* [Task prompt]: Rewrite the data below, replacing every "one marker per instance" with "a single point for each instance" and leaving everything else unchanged.

┌──

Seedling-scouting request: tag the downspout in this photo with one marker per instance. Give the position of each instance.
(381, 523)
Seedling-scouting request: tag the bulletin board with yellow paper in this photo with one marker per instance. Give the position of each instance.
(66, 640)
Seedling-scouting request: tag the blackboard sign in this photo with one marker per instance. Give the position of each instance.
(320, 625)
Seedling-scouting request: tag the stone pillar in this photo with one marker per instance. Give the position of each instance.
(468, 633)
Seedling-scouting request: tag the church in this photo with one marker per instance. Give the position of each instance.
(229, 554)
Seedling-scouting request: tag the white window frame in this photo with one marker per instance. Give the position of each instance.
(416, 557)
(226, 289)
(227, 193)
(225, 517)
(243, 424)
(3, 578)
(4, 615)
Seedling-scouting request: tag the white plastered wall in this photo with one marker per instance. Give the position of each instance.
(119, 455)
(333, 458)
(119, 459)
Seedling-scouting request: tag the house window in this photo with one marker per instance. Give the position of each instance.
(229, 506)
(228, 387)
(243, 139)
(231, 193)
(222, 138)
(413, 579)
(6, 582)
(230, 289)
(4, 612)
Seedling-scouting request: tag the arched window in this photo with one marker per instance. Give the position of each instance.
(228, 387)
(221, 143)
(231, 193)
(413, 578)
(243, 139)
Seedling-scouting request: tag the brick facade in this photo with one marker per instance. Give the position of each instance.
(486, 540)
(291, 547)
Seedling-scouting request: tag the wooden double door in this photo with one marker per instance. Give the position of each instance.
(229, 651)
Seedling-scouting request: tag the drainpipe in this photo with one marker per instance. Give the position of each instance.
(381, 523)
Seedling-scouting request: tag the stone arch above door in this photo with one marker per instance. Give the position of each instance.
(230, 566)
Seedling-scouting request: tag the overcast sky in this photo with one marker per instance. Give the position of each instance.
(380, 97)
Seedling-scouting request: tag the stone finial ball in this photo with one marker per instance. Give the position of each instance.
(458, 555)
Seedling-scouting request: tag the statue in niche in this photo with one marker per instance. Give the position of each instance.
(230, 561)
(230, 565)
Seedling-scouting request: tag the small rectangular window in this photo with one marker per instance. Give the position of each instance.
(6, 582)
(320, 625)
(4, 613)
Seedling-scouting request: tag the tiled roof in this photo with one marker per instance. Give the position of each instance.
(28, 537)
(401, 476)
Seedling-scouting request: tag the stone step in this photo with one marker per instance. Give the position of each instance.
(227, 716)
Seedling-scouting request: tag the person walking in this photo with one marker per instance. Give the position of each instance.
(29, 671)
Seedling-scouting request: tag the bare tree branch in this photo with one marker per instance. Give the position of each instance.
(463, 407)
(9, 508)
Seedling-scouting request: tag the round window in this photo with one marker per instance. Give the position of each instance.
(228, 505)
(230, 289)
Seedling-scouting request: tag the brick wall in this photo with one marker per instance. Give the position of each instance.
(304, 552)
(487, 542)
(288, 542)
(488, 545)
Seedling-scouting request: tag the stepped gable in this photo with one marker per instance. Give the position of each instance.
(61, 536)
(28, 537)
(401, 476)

└──

* [Response to the exercise]:
Seedling-scouting request: tag the downspout in this photo with a single point for each instance. Give the position of each instance.
(381, 523)
Seedling-scouting request: tag the bulletin board with yellow paper in this photo with a single point for each instance. Give the position of each instance.
(66, 640)
Seedling-scouting request: tag the blackboard sign in this photo with a single point for each instance. Give the position of each instance.
(320, 625)
Seedling-scouting request: tag the stone pillar in this photo with a single point for each instance. Give the position of each instance.
(468, 633)
Seedling-scouting request: tag the church in this photo with a single point for each instance. Give the position of each instance.
(229, 554)
Seedling-scouting request: tag the white window frame in this photo with a single point for each instance. Give the position of each instance.
(416, 557)
(226, 289)
(227, 193)
(225, 517)
(243, 424)
(3, 578)
(4, 615)
Seedling-scouting request: tag the white plastered wall in this photo with a single point for each instance. Give the position of each instance.
(119, 455)
(333, 458)
(119, 459)
Seedling-scouting request: tag the house window in this photo with a single point for each instance. Give the position of each instance.
(229, 506)
(228, 387)
(243, 139)
(231, 193)
(222, 138)
(413, 579)
(6, 582)
(230, 289)
(4, 612)
Seedling-scouting request: tag the arched window in this photo with a single point for each instance. Give the position of each instance.
(228, 387)
(221, 143)
(231, 193)
(413, 578)
(243, 139)
Seedling-scouting request: tag the brick facade in this photo with a single point for each instance. Give the position of each instance.
(486, 540)
(291, 547)
Seedling-scouting request: tag the wooden double door in this photo with a single point for each instance. Give the position of each instance.
(229, 651)
Seedling-scouting request: tag the drainpipe in this photo with a single point for each instance. Give the position of each instance.
(381, 523)
Seedling-scouting request: tag the stone arch above door in this photo with a single point for each instance. Give the position of each instance.
(230, 566)
Seedling-scouting request: tag the overcast sky in this photo with a single point for each instance. Give the position of each instance.
(380, 97)
Seedling-scouting request: tag the stone finial ball in this photo with a single point for each instance. Give the position of each instance.
(458, 555)
Seedling-scouting request: tag the statue in niche in this photo with a single point for each instance. Give the position of each instance.
(230, 561)
(230, 565)
Seedling-scouting request: tag the small rectangular window in this photo with a single point for each instance. Give the position of each instance.
(6, 582)
(320, 625)
(4, 613)
Seedling-scouting request: tag the tiled roof in this photo with a single point for each instance. Give the position of each instance.
(28, 537)
(401, 476)
Seedling-scouting request: tag the stone step in this photo with a single point for each instance. Give the position of each instance.
(227, 716)
Seedling-scouting request: tag the person walking in this photo with a single point for each instance. Give the position of each instance.
(29, 671)
Seedling-scouting request: tag the bare tree branch in this photo with a single point for each instance. Give the position of each instance.
(463, 407)
(9, 508)
Seedling-scouting request: tag the round window in this photo with a single point for each instance. Give the position of each instance.
(228, 505)
(230, 289)
Seedling-scouting request: tag the brick wall in this photo with a single point for each instance. Give the position of each instance.
(304, 552)
(487, 542)
(288, 542)
(488, 545)
Seedling-scouting request: tag the stepped gable in this photo with a single point for each instance. Give the position of each instance.
(61, 536)
(28, 537)
(401, 476)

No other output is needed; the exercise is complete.